● Location annotation dataset excerpts
----
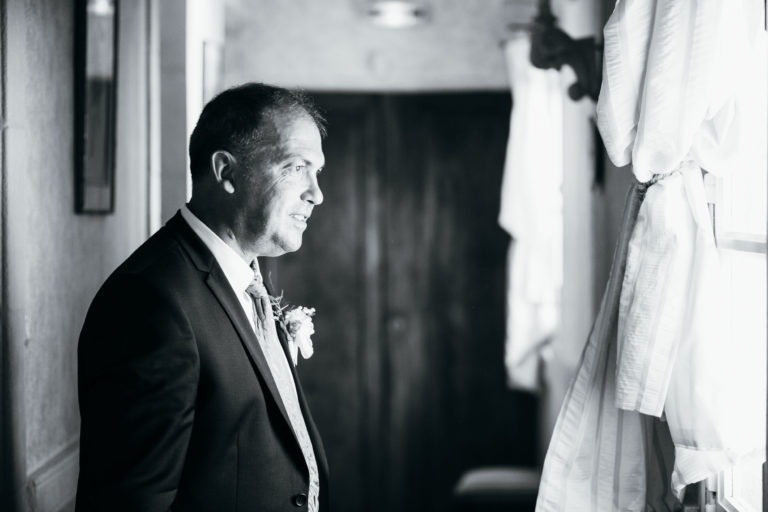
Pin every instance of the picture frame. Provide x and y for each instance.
(96, 64)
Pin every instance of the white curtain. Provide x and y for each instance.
(674, 101)
(531, 212)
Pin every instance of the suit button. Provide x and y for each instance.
(300, 500)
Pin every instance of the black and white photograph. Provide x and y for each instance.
(383, 255)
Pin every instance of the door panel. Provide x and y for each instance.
(405, 264)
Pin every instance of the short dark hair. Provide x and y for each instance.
(232, 120)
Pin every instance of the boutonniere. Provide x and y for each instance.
(296, 323)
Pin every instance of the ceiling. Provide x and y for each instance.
(331, 45)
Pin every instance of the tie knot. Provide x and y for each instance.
(256, 287)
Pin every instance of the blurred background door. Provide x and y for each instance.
(405, 264)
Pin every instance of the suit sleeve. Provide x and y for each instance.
(137, 381)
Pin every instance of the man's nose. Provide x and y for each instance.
(313, 194)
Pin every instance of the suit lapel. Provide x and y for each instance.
(219, 286)
(223, 292)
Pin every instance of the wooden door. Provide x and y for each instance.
(405, 264)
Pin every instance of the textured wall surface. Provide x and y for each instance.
(330, 45)
(56, 259)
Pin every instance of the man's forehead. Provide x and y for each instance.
(291, 134)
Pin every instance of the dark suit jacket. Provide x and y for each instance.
(179, 410)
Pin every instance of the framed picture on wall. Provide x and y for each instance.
(95, 105)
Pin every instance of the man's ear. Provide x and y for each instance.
(223, 164)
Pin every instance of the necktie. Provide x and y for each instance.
(281, 373)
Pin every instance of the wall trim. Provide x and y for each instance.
(53, 485)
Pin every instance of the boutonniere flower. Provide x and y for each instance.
(296, 323)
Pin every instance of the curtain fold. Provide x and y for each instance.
(531, 212)
(674, 102)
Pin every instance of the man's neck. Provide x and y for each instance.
(221, 229)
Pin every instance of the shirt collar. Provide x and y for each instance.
(237, 271)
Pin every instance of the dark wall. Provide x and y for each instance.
(405, 264)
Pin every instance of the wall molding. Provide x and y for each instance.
(52, 486)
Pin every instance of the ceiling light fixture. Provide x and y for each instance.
(397, 13)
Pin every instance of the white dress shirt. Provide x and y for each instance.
(237, 271)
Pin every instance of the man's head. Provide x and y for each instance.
(255, 155)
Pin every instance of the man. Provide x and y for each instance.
(187, 397)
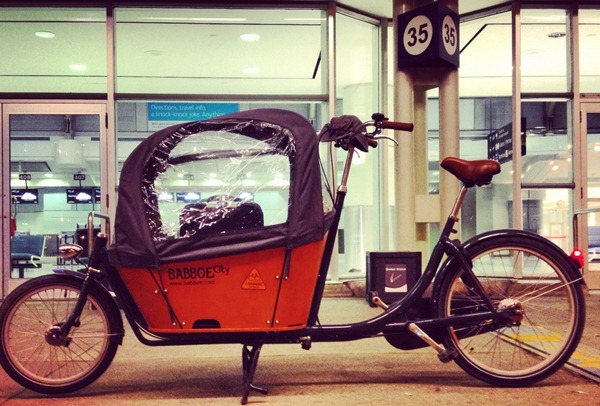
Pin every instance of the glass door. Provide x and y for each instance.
(53, 175)
(589, 219)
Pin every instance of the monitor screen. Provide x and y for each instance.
(25, 196)
(165, 197)
(188, 197)
(80, 195)
(97, 195)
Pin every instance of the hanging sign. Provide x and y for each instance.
(428, 37)
(164, 114)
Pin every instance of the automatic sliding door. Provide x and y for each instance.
(54, 180)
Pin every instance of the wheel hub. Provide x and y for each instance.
(513, 309)
(53, 336)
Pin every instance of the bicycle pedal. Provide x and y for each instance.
(447, 355)
(444, 355)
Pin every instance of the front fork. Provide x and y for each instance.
(58, 334)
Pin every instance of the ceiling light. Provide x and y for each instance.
(304, 19)
(251, 70)
(154, 52)
(556, 35)
(77, 67)
(200, 19)
(45, 34)
(250, 37)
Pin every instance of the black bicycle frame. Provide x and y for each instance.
(385, 322)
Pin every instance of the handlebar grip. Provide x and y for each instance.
(372, 143)
(396, 125)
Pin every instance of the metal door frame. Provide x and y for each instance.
(11, 107)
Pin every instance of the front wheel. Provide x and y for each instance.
(36, 356)
(536, 283)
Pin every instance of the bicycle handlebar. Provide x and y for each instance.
(396, 125)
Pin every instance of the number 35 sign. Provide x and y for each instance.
(428, 37)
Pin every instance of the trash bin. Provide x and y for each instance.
(391, 275)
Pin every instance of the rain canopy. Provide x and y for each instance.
(232, 184)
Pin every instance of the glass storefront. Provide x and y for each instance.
(156, 67)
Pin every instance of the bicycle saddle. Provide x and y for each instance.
(472, 173)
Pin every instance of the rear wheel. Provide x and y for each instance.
(546, 305)
(32, 351)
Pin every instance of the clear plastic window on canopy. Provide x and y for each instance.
(220, 181)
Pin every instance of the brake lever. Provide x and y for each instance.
(385, 137)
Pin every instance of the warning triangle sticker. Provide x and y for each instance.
(254, 281)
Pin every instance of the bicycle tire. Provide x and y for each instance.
(515, 268)
(31, 360)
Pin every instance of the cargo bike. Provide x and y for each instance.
(224, 231)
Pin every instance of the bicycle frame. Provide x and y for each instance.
(385, 322)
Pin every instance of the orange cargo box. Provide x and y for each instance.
(248, 292)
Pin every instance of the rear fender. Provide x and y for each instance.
(449, 263)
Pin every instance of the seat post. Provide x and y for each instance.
(458, 203)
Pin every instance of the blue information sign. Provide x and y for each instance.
(162, 114)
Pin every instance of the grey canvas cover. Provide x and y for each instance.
(218, 162)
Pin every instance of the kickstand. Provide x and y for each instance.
(249, 363)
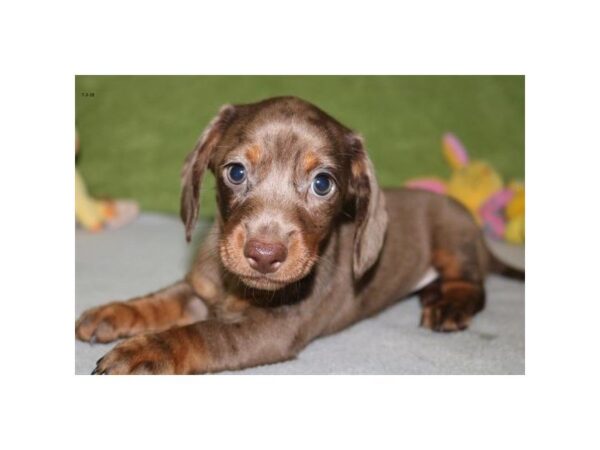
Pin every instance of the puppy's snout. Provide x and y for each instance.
(266, 257)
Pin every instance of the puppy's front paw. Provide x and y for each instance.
(105, 323)
(141, 355)
(445, 316)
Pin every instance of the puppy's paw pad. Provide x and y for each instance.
(141, 355)
(442, 317)
(103, 324)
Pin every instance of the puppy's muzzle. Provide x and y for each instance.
(265, 257)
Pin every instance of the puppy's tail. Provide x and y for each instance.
(495, 265)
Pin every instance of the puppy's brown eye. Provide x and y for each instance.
(322, 185)
(236, 173)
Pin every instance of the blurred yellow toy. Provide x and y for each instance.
(93, 214)
(499, 210)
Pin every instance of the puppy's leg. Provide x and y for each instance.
(208, 346)
(450, 302)
(176, 305)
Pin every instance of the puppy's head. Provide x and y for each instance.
(286, 172)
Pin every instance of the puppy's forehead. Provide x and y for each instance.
(284, 142)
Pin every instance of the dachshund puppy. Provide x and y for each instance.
(304, 244)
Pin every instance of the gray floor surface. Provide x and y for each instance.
(151, 253)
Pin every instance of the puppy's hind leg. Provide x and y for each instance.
(450, 302)
(176, 305)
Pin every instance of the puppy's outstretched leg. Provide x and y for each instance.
(211, 346)
(459, 256)
(176, 305)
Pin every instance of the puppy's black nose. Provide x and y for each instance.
(266, 257)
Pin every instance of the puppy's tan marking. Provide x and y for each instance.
(253, 154)
(310, 161)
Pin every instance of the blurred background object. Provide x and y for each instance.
(95, 214)
(138, 129)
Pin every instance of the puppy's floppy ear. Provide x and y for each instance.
(371, 214)
(195, 165)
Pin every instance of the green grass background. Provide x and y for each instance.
(136, 130)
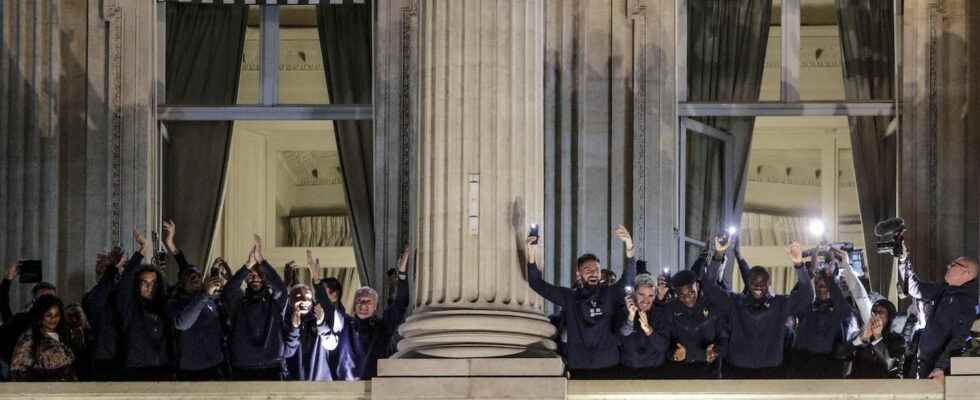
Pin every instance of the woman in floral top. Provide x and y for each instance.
(43, 353)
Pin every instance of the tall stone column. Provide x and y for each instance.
(481, 167)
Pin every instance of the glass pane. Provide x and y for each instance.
(704, 186)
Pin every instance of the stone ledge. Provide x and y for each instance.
(187, 390)
(471, 367)
(854, 389)
(469, 388)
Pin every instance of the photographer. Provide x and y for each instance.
(948, 324)
(757, 318)
(823, 331)
(645, 334)
(588, 311)
(697, 332)
(196, 315)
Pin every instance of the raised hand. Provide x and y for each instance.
(212, 285)
(319, 313)
(403, 259)
(680, 353)
(140, 241)
(795, 252)
(711, 354)
(297, 318)
(257, 242)
(169, 230)
(631, 308)
(12, 271)
(645, 324)
(624, 236)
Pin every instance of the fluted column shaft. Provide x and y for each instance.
(481, 166)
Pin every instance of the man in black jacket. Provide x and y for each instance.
(879, 352)
(589, 311)
(947, 330)
(140, 302)
(368, 335)
(196, 315)
(757, 317)
(256, 318)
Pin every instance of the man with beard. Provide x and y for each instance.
(141, 301)
(644, 332)
(878, 351)
(196, 315)
(824, 330)
(757, 319)
(697, 331)
(369, 334)
(256, 318)
(948, 324)
(310, 340)
(589, 311)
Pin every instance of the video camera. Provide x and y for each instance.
(891, 236)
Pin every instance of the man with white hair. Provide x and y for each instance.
(370, 334)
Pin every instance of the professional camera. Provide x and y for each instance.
(891, 236)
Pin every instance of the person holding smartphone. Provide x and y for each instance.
(589, 311)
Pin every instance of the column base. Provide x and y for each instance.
(475, 333)
(478, 378)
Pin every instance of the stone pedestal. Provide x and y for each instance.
(486, 378)
(481, 181)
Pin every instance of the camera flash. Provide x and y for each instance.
(816, 227)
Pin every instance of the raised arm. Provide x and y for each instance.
(552, 293)
(916, 288)
(5, 310)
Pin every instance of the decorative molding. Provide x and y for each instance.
(406, 125)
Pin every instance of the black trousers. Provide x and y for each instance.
(258, 374)
(215, 373)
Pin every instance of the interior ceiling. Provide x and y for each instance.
(813, 12)
(312, 168)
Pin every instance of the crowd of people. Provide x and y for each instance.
(252, 324)
(691, 325)
(210, 325)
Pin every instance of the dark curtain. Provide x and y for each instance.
(725, 60)
(204, 56)
(345, 41)
(868, 47)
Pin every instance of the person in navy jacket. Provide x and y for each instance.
(947, 330)
(141, 302)
(757, 319)
(196, 316)
(370, 336)
(311, 339)
(589, 311)
(645, 334)
(256, 318)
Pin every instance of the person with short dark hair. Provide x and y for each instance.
(947, 328)
(589, 311)
(370, 336)
(256, 318)
(99, 306)
(820, 347)
(698, 335)
(757, 318)
(43, 352)
(196, 317)
(878, 351)
(141, 306)
(645, 334)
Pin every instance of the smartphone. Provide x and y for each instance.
(533, 232)
(30, 271)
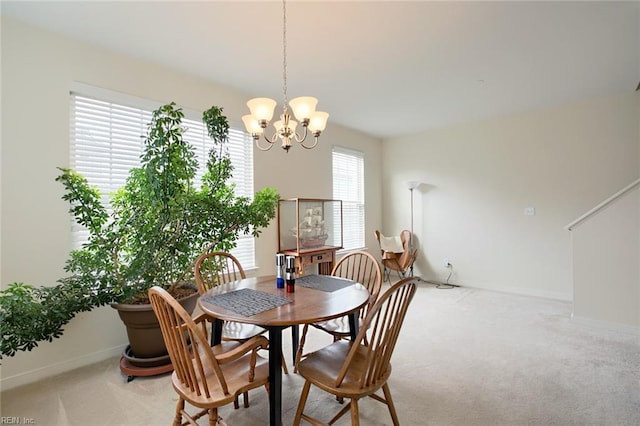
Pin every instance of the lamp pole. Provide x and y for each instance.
(411, 185)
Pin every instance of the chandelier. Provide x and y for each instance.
(304, 110)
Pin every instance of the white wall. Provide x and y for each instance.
(38, 69)
(479, 177)
(605, 251)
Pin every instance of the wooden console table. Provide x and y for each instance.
(324, 257)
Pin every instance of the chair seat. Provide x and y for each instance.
(338, 326)
(235, 374)
(323, 367)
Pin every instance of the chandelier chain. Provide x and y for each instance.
(284, 54)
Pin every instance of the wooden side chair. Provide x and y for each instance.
(357, 369)
(216, 268)
(206, 377)
(358, 266)
(397, 254)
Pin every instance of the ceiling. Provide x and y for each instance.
(386, 68)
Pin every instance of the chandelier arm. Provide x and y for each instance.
(261, 148)
(312, 146)
(298, 138)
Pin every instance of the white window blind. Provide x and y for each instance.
(348, 186)
(107, 140)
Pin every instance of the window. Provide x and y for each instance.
(107, 139)
(348, 186)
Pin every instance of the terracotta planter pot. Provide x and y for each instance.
(143, 330)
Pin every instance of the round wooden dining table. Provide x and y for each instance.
(304, 305)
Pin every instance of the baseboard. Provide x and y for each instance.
(508, 290)
(37, 374)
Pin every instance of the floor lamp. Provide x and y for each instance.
(411, 185)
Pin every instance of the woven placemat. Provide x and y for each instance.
(246, 302)
(326, 283)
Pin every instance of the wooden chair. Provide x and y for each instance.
(216, 268)
(399, 260)
(206, 377)
(358, 266)
(357, 369)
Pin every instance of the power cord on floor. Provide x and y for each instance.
(443, 286)
(447, 286)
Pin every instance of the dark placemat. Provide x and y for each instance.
(324, 282)
(246, 302)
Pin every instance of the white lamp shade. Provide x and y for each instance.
(251, 124)
(303, 107)
(318, 121)
(262, 108)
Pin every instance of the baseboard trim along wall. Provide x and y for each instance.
(27, 377)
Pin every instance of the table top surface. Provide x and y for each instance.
(307, 304)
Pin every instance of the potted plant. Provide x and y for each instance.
(159, 224)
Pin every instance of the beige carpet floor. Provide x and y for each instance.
(464, 357)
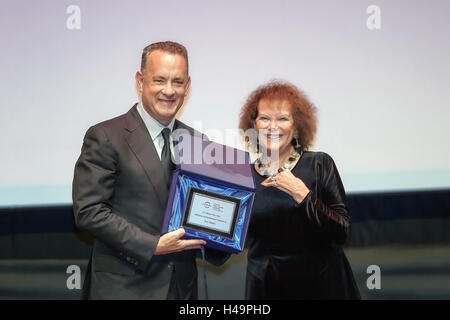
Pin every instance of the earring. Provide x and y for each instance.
(297, 144)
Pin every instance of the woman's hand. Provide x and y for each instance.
(287, 182)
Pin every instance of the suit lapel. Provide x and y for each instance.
(140, 142)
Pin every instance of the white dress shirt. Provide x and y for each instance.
(155, 129)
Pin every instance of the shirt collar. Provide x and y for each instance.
(153, 126)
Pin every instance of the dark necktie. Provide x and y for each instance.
(166, 159)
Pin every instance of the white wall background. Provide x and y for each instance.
(383, 95)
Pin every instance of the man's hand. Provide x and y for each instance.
(171, 242)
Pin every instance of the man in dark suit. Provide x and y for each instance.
(120, 189)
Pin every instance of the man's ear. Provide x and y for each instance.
(188, 87)
(139, 80)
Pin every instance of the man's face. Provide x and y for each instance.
(163, 85)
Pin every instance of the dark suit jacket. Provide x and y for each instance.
(119, 196)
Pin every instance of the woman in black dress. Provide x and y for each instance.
(300, 217)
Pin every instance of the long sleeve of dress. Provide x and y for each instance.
(326, 205)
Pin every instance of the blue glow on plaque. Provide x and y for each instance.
(184, 182)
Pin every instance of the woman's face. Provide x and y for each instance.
(275, 125)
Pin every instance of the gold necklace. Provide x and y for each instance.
(287, 165)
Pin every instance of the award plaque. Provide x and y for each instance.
(212, 201)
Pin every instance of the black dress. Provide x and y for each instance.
(294, 251)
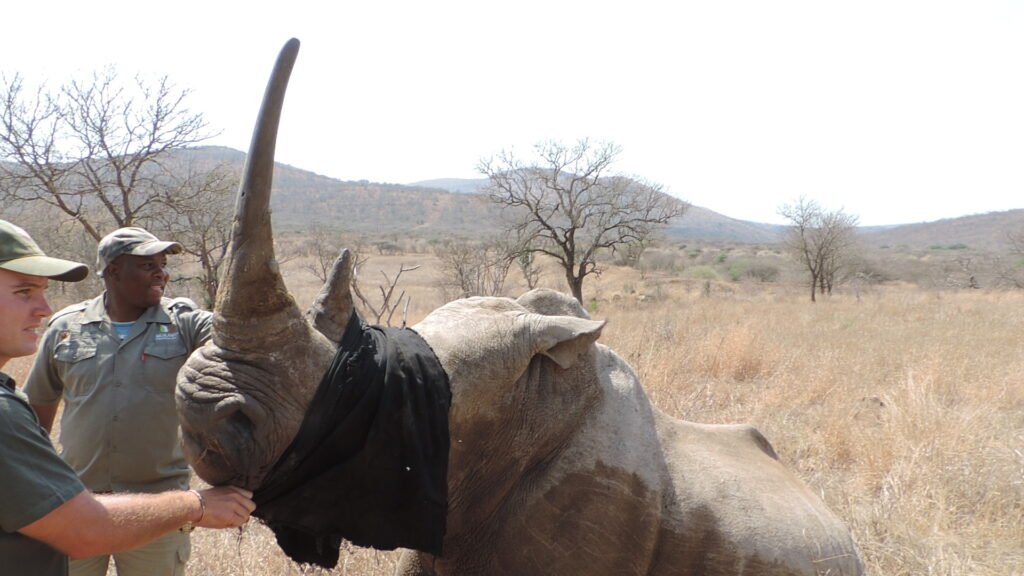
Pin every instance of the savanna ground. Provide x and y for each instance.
(902, 407)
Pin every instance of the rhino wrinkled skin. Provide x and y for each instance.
(558, 462)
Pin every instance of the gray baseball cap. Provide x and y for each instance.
(18, 252)
(133, 241)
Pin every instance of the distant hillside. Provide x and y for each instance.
(453, 206)
(979, 231)
(458, 186)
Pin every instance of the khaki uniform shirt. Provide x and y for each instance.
(119, 430)
(34, 482)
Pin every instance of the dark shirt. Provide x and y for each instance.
(35, 482)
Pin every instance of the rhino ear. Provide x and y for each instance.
(563, 338)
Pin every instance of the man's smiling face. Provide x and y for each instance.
(24, 307)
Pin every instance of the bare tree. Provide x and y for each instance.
(527, 264)
(567, 205)
(199, 210)
(821, 240)
(94, 149)
(475, 269)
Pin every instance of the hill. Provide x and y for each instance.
(454, 206)
(986, 232)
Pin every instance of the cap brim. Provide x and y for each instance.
(156, 247)
(56, 269)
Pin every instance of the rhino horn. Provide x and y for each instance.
(333, 307)
(252, 296)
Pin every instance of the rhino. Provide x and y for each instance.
(558, 463)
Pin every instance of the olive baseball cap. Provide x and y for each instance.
(18, 252)
(134, 241)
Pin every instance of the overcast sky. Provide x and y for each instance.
(894, 111)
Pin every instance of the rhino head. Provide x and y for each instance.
(243, 396)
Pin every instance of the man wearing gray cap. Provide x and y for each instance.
(46, 513)
(114, 361)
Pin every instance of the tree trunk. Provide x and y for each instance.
(576, 285)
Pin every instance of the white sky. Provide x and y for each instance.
(895, 111)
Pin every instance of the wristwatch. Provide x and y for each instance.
(189, 526)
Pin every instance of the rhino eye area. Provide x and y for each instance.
(240, 421)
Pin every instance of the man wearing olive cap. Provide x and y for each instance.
(114, 361)
(46, 513)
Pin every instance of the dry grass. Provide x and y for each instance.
(904, 409)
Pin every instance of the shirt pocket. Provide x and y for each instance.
(75, 360)
(73, 351)
(166, 346)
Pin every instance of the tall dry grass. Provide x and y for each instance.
(903, 408)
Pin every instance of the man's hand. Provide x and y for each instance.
(224, 506)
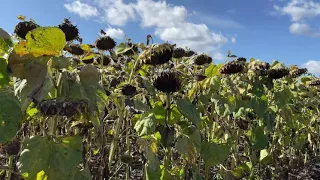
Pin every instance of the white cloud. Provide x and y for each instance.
(300, 11)
(312, 66)
(168, 21)
(171, 25)
(116, 33)
(82, 9)
(303, 29)
(218, 56)
(217, 21)
(231, 11)
(159, 13)
(233, 40)
(195, 36)
(117, 13)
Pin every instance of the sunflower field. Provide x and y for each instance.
(149, 111)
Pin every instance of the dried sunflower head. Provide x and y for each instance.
(296, 72)
(71, 31)
(278, 71)
(200, 77)
(241, 59)
(315, 82)
(189, 53)
(178, 52)
(129, 90)
(232, 67)
(202, 59)
(157, 54)
(106, 60)
(167, 82)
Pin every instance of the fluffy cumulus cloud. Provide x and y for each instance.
(82, 9)
(118, 13)
(301, 11)
(312, 66)
(116, 33)
(168, 21)
(160, 14)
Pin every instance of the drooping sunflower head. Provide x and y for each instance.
(167, 82)
(105, 43)
(200, 77)
(157, 54)
(202, 59)
(315, 82)
(71, 31)
(133, 50)
(22, 28)
(178, 52)
(241, 59)
(106, 60)
(232, 67)
(189, 53)
(296, 72)
(128, 90)
(278, 71)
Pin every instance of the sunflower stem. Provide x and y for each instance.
(127, 146)
(167, 150)
(9, 173)
(114, 144)
(133, 70)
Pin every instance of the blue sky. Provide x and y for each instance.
(284, 30)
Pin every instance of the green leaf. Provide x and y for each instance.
(146, 125)
(159, 112)
(189, 110)
(260, 105)
(265, 157)
(81, 174)
(211, 70)
(44, 41)
(10, 117)
(257, 88)
(258, 138)
(5, 42)
(89, 78)
(43, 158)
(241, 171)
(282, 97)
(182, 145)
(214, 154)
(4, 77)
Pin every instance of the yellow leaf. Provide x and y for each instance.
(21, 17)
(85, 47)
(21, 48)
(192, 91)
(154, 147)
(49, 65)
(45, 41)
(32, 20)
(241, 90)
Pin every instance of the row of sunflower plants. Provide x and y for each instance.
(109, 110)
----
● Work to be completed
Return precisely the lines of the records, starting with the line that holds "Pin every instance of the dried" and ending with the last one.

● Completed task
Pin every instance of the dried sunflower head. Provide x and y for each instance.
(296, 72)
(71, 31)
(278, 71)
(200, 77)
(241, 59)
(315, 82)
(189, 53)
(178, 52)
(129, 90)
(232, 67)
(202, 59)
(157, 54)
(106, 60)
(167, 82)
Pin every instance of the fluffy cumulus cloud. Provide x and y for each instance.
(82, 9)
(118, 13)
(301, 11)
(312, 66)
(116, 33)
(168, 21)
(160, 14)
Pin every instance of the drooping sunflower head. Provide x and y for each instance.
(167, 82)
(105, 43)
(200, 77)
(157, 54)
(202, 59)
(315, 82)
(71, 31)
(133, 50)
(22, 28)
(178, 52)
(241, 59)
(106, 60)
(232, 67)
(189, 53)
(296, 72)
(128, 90)
(278, 71)
Pin every instance of the sunflower stem. Provide x and y for each instance.
(127, 146)
(167, 150)
(9, 173)
(114, 144)
(133, 70)
Pin every instance of the blue sky. Provide x and y for each instance.
(284, 30)
Pin every instance of the green leaf. Provide x and y for each instance.
(146, 125)
(159, 112)
(189, 110)
(260, 105)
(265, 157)
(81, 174)
(211, 70)
(44, 41)
(10, 117)
(257, 88)
(258, 138)
(5, 42)
(89, 78)
(43, 158)
(241, 171)
(282, 97)
(182, 145)
(214, 154)
(4, 77)
Pin every instance of the yellow leaf. Provide x and y for each instance.
(21, 17)
(85, 47)
(21, 48)
(192, 91)
(154, 147)
(49, 65)
(45, 41)
(32, 20)
(241, 90)
Pin every instance of the row of sunflower plants. Provide x and y for each instance.
(109, 110)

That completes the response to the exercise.